▶ [Work instructions]: An exact transcript of every entry is required, without any of the pictures.

=-=-=

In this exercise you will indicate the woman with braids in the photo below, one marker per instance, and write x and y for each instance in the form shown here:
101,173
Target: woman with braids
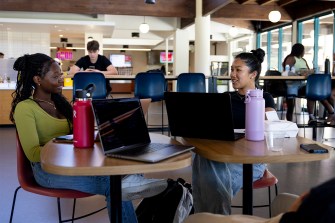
215,183
40,113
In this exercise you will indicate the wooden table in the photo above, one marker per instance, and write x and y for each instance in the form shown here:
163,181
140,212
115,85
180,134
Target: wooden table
250,152
286,78
64,159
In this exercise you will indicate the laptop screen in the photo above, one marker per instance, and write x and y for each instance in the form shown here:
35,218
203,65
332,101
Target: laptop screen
121,124
200,115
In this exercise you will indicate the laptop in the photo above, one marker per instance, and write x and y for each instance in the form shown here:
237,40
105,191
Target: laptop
201,115
124,134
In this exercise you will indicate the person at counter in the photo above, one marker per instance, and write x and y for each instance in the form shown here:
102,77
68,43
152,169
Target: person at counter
297,88
93,62
215,183
40,113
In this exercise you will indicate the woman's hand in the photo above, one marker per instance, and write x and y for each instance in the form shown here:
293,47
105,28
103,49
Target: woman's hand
294,207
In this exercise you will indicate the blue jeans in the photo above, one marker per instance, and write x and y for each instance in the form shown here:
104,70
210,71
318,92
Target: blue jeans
215,184
89,184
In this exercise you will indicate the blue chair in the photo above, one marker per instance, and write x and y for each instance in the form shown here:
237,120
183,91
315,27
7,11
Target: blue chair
191,82
318,87
82,79
151,85
277,88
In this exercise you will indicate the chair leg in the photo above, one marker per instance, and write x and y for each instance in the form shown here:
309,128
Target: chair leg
59,211
269,197
13,204
74,208
162,117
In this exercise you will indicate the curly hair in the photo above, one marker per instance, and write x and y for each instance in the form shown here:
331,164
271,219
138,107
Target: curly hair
29,66
253,60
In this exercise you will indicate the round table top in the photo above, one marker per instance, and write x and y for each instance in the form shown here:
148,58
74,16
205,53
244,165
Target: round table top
64,159
248,152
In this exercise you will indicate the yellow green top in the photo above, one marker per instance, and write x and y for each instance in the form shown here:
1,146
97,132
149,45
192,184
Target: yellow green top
36,127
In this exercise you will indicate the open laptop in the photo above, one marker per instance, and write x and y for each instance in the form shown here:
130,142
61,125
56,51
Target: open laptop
201,115
124,134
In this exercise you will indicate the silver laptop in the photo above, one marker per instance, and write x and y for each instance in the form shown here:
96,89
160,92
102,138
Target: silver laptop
201,115
124,134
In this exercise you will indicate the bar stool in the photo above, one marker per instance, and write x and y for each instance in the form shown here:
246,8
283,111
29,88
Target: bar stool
151,85
267,180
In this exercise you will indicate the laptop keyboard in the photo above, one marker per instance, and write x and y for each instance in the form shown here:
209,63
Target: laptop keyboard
152,147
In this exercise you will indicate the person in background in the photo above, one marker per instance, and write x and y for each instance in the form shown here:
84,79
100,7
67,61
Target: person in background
38,105
297,88
93,62
215,183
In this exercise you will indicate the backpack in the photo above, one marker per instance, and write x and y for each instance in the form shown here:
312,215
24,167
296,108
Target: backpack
173,205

=-=-=

▶ [Written response]:
In this exercise you will indicate the woman with braids in the photo below, one marker per instance, and write x and y for each instance in the form shown here:
101,173
Target: woman with braids
215,183
40,113
In this exercise you will indicate the wooden table in the photo above, one marker per instance, and write x and y for each instance in the form shown here:
163,181
140,212
115,85
180,134
Target: wooden table
250,152
286,78
64,159
In this exercise you will indicate the laptop screen in the photo above, one marker per instance, and write x and y for each instance in the form shown here:
35,218
203,65
332,101
Target: laptop screen
121,124
200,115
In this exercise you will indicate the laptop in the photo above, one marker per instance, and write x and y for each instance in the form shown here:
237,40
105,191
Target: laptop
201,115
124,134
In this exercise you will indicate the person at counter in the photo above, one marker per instance, and write x and y for each instance in the form shown here:
102,77
68,43
152,169
Target: person at counter
297,88
93,62
215,183
40,113
In this exercise you will indicate the woman's hand in the photo above, one marker per instance, and write x and y for each instance in the form shown here:
293,47
105,28
103,49
Target: woman's hand
294,207
In this exercise you will indicate the blue jeans in the photo above, one marker per instance, and write x and y for each instance in the form shown here:
104,70
210,71
318,92
Target: blue jeans
215,184
89,184
In this exercise you will indicate the blue chair in the photo above, one marker per instance, and write x and y for each instance in the form shown here:
237,120
183,91
315,27
7,11
Target: blue chair
191,82
318,87
82,79
151,85
277,88
In this exercise you will indicate the chair leg in the photo above, one marker per instance, and write x and y for each instance in the form shown here:
309,128
Target: chair leg
59,211
269,197
13,204
74,208
162,117
In this exercise you will indicate the curly hair in the photo above, one marker per instance, and write x and y for each instance in the form shown here:
331,164
271,219
138,107
Target: curly hair
29,66
253,60
In this exercise you will indicate the round table top in the photo above, one marker per instance, and write x and y for each instance in the form shown here:
148,58
74,16
205,53
244,165
Target: round table top
64,159
248,152
In this exercise you will indicate the yellow green top in the photo above, one marker per instance, and write x and y for each instance in the form shown here:
1,146
97,132
149,45
192,184
Target: yellow green top
36,127
In this exercise you will indicate the open laptop in the photo above, one marker per instance, and write x and y for each instance in the form shown here:
130,142
61,125
56,51
Target: open laptop
201,115
124,134
In this exercise you will indicate the silver laptop in the photo above, one marker per instance, and write x and y for each instance in the form shown here:
96,89
160,92
102,138
Target: silver laptop
201,115
124,134
In this exercise you will indicate the bar stool in the photo above, one marker per instance, and write x and y for each instance in the form shown here:
246,8
283,111
29,88
Target: bar stool
151,85
267,180
In this exercise you will indicate the laptop keyboard in the photo above, one marker per instance, and write x and y for each instance in the form shown here:
209,63
Target: laptop keyboard
152,147
In this exercise you will indicate the person in background in the photo above, one marker per instance, and write x and y for each instance in the form shown here:
84,79
100,7
67,61
Target: person in background
38,105
297,88
93,62
215,183
In this exercise you will indicate the backpack in the photo above, one marker per instance, and write x and y for each instance in the form shown here:
312,215
24,167
296,108
Target: backpack
173,205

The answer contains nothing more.